[TASK PROMPT]: The material below contains a line with "Q: Locate the white" and a line with "Q: Locate the fortress". Copy exactly those two lines and all lines between them.
+++++
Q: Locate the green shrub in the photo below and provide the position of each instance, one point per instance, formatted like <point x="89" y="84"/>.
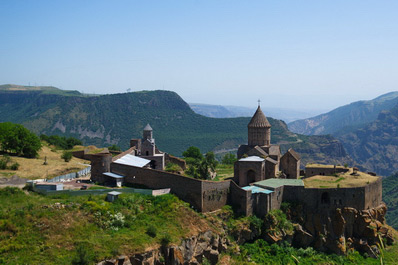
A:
<point x="83" y="255"/>
<point x="15" y="138"/>
<point x="67" y="156"/>
<point x="14" y="166"/>
<point x="228" y="159"/>
<point x="151" y="231"/>
<point x="3" y="164"/>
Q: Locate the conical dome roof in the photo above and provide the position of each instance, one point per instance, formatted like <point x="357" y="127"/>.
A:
<point x="259" y="120"/>
<point x="148" y="127"/>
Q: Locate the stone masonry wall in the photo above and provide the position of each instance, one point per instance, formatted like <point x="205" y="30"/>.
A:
<point x="203" y="195"/>
<point x="325" y="171"/>
<point x="215" y="194"/>
<point x="241" y="200"/>
<point x="319" y="200"/>
<point x="187" y="189"/>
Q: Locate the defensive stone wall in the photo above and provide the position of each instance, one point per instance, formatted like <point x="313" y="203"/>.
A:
<point x="241" y="200"/>
<point x="100" y="163"/>
<point x="175" y="160"/>
<point x="323" y="171"/>
<point x="215" y="194"/>
<point x="203" y="195"/>
<point x="328" y="199"/>
<point x="187" y="189"/>
<point x="276" y="197"/>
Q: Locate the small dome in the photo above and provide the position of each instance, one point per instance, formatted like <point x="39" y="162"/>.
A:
<point x="148" y="128"/>
<point x="259" y="120"/>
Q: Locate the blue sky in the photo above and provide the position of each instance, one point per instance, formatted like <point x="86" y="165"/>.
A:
<point x="289" y="54"/>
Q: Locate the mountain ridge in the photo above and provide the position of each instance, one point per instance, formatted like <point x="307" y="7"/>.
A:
<point x="352" y="115"/>
<point x="116" y="118"/>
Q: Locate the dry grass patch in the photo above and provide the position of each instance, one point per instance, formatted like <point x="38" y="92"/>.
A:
<point x="341" y="180"/>
<point x="34" y="168"/>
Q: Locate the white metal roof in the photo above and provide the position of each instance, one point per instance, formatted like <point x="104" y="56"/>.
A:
<point x="131" y="160"/>
<point x="114" y="193"/>
<point x="113" y="175"/>
<point x="252" y="159"/>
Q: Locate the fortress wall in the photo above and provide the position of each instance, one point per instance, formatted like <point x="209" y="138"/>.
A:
<point x="276" y="198"/>
<point x="187" y="189"/>
<point x="319" y="200"/>
<point x="261" y="204"/>
<point x="325" y="171"/>
<point x="215" y="194"/>
<point x="373" y="194"/>
<point x="100" y="163"/>
<point x="315" y="200"/>
<point x="241" y="200"/>
<point x="175" y="160"/>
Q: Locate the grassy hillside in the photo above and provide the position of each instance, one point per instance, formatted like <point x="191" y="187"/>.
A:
<point x="390" y="197"/>
<point x="36" y="229"/>
<point x="33" y="168"/>
<point x="47" y="230"/>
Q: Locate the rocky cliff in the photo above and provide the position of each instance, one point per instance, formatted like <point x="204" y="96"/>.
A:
<point x="345" y="117"/>
<point x="193" y="250"/>
<point x="375" y="146"/>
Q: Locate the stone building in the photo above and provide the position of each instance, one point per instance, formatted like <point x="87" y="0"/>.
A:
<point x="290" y="164"/>
<point x="259" y="159"/>
<point x="146" y="148"/>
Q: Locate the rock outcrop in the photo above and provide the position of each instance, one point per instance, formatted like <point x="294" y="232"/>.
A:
<point x="344" y="229"/>
<point x="193" y="250"/>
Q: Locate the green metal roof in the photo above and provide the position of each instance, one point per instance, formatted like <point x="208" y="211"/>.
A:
<point x="275" y="183"/>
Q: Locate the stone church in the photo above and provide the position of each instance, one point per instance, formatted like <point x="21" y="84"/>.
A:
<point x="147" y="149"/>
<point x="259" y="159"/>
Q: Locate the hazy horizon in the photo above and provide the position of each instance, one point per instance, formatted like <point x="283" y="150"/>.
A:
<point x="316" y="56"/>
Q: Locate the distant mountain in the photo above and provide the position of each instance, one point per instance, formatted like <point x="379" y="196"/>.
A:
<point x="345" y="118"/>
<point x="218" y="111"/>
<point x="116" y="118"/>
<point x="375" y="145"/>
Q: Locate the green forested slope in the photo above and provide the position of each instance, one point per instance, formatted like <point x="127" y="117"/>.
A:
<point x="347" y="117"/>
<point x="390" y="197"/>
<point x="116" y="118"/>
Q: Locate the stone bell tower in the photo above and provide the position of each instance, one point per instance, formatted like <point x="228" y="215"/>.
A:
<point x="259" y="129"/>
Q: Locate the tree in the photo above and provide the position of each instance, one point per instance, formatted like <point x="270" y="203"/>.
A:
<point x="15" y="138"/>
<point x="207" y="166"/>
<point x="228" y="159"/>
<point x="67" y="156"/>
<point x="114" y="148"/>
<point x="198" y="166"/>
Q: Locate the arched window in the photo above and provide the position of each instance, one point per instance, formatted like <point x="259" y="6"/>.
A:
<point x="325" y="198"/>
<point x="251" y="176"/>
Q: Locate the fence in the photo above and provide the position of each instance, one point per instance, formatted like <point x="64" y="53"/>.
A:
<point x="70" y="176"/>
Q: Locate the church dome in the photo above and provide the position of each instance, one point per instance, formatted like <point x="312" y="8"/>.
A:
<point x="148" y="128"/>
<point x="259" y="120"/>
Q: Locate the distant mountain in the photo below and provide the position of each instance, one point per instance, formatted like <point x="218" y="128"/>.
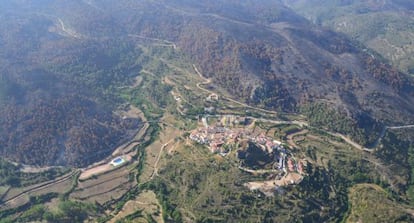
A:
<point x="265" y="54"/>
<point x="385" y="26"/>
<point x="56" y="53"/>
<point x="54" y="100"/>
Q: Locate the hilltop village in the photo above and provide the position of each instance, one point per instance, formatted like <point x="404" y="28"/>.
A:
<point x="229" y="134"/>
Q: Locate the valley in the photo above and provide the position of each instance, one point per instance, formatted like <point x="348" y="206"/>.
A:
<point x="208" y="112"/>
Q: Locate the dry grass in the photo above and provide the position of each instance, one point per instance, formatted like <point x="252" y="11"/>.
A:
<point x="154" y="151"/>
<point x="147" y="202"/>
<point x="105" y="187"/>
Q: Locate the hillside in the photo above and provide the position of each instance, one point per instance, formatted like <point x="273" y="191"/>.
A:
<point x="197" y="111"/>
<point x="260" y="52"/>
<point x="55" y="94"/>
<point x="383" y="26"/>
<point x="266" y="55"/>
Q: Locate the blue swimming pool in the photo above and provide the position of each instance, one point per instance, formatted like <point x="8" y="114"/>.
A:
<point x="118" y="160"/>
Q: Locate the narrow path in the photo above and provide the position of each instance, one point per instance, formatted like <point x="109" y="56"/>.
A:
<point x="258" y="171"/>
<point x="155" y="172"/>
<point x="165" y="42"/>
<point x="208" y="81"/>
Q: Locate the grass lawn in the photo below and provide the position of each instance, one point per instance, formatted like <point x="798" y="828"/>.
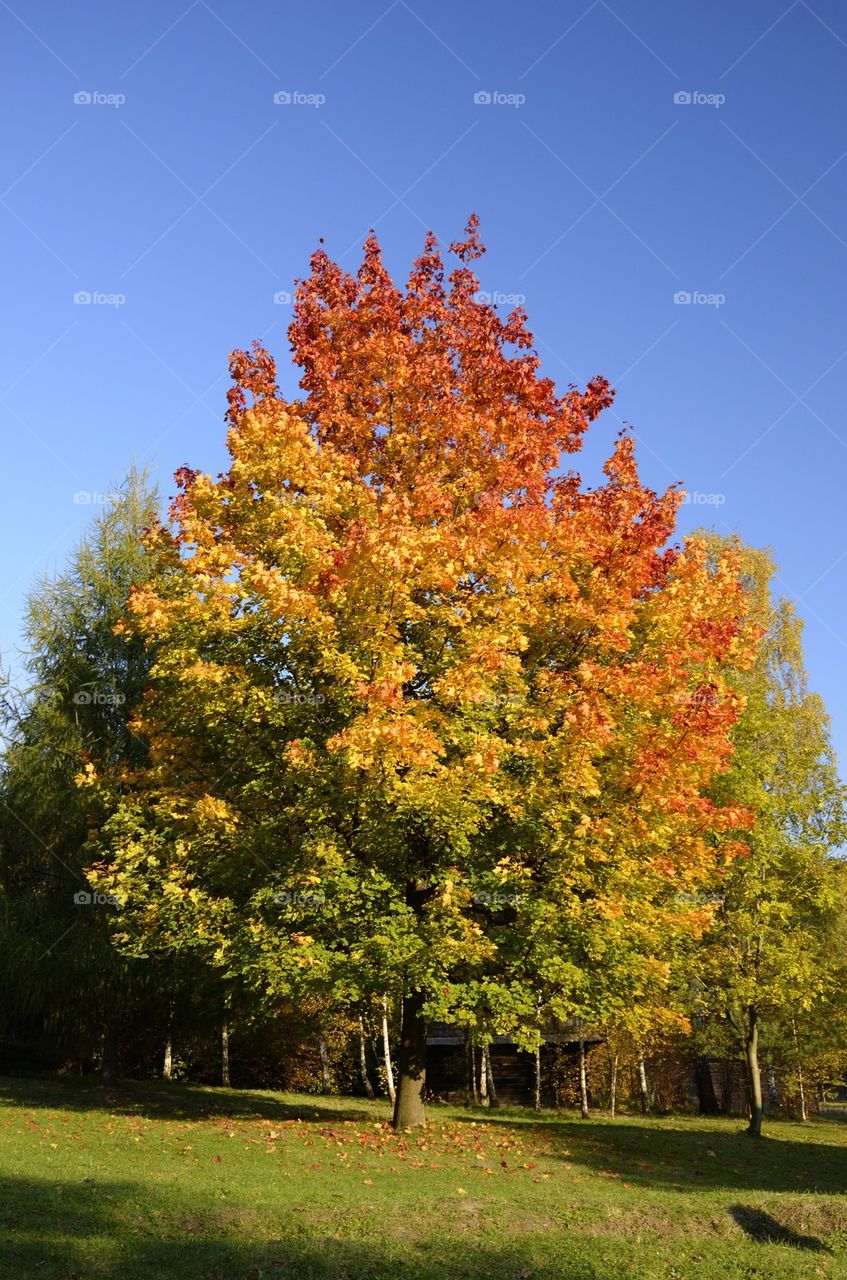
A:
<point x="166" y="1182"/>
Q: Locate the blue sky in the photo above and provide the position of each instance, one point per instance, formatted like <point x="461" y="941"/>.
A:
+++++
[RESULT OF THE TASK]:
Q: Locate the white metal roof in the photo above and provide the position of each instance, one point per instance, formatted like <point x="104" y="56"/>.
A:
<point x="131" y="160"/>
<point x="114" y="193"/>
<point x="113" y="175"/>
<point x="252" y="159"/>
Q: Locate the fortress wall in the photo above and provide the position of each instance, one point per instance, formatted like <point x="209" y="138"/>.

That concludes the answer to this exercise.